### Text passage
☆ ☆ ☆ ☆

Golden says he constantly sees openings at Booz Allen and other contractors for “collection managers” in posts around the world. “A collection manager is someone at the highest level of intelligence who decides what assets get used, how they get used, what goes where,” he says. “They provide thought, direction, and management. They basically have full status, as if they were a government employee. The only thing they can’t do is spend and approve money or hire and fire government workers.”
The pay fluctuates widely, depending on the candidates’ skills and experience. “This money comes from the intelligence budget, so there isn’t much oversight,” Golden says. He estimates that the Malayalam translator job, for example, will pay between $180,000 and $225,000 a year. That’s partly to compensate for the austere conditions as well as insurgents’ tendency, unmentioned in the posting, to target translators first. The pay is also a reflection that the past 10 years have been boom times for private spies.

☆ ☆ ☆ ☆

### Working data
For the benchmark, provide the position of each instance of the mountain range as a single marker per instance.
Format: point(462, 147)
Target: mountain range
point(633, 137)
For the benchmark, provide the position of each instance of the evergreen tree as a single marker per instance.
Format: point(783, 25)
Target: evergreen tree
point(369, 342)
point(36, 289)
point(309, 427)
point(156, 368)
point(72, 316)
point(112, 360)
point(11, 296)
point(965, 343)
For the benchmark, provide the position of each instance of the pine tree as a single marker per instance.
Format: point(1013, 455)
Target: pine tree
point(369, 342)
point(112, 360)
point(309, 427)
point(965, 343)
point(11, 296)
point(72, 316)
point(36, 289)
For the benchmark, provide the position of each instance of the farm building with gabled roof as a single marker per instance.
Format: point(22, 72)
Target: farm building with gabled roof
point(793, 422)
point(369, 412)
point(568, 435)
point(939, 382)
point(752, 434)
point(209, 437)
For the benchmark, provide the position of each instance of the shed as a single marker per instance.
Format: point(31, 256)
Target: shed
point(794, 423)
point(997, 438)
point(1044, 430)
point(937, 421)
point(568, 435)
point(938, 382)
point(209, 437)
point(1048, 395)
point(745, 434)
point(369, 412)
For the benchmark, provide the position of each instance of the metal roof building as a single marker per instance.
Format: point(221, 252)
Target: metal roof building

☆ ☆ ☆ ☆

### Exercises to complete
- 1) In the text passage on intelligence contractors, what yearly pay range does Golden estimate for the Malayalam translator job?
- 2) Render the records as a JSON list of strings, one per line with blank lines omitted, running from the line with "roof as a single marker per instance." through the end of the records.

### Solutions below
- 1) Between $180,000 and $225,000 a year.

- 2)
[
  "For the benchmark, provide the position of each instance of the farm building with gabled roof as a single marker per instance.",
  "Format: point(22, 72)",
  "Target: farm building with gabled roof",
  "point(793, 422)",
  "point(369, 412)",
  "point(568, 435)",
  "point(939, 382)",
  "point(752, 434)",
  "point(209, 437)",
  "For the benchmark, provide the position of each instance of the shed as a single marker per instance.",
  "Format: point(31, 256)",
  "Target: shed",
  "point(794, 423)",
  "point(997, 438)",
  "point(1044, 430)",
  "point(937, 421)",
  "point(568, 435)",
  "point(938, 382)",
  "point(209, 437)",
  "point(1048, 395)",
  "point(745, 434)",
  "point(369, 412)",
  "For the benchmark, provide the position of each instance of the metal roof building as a single marker per instance.",
  "Format: point(221, 252)",
  "Target: metal roof building"
]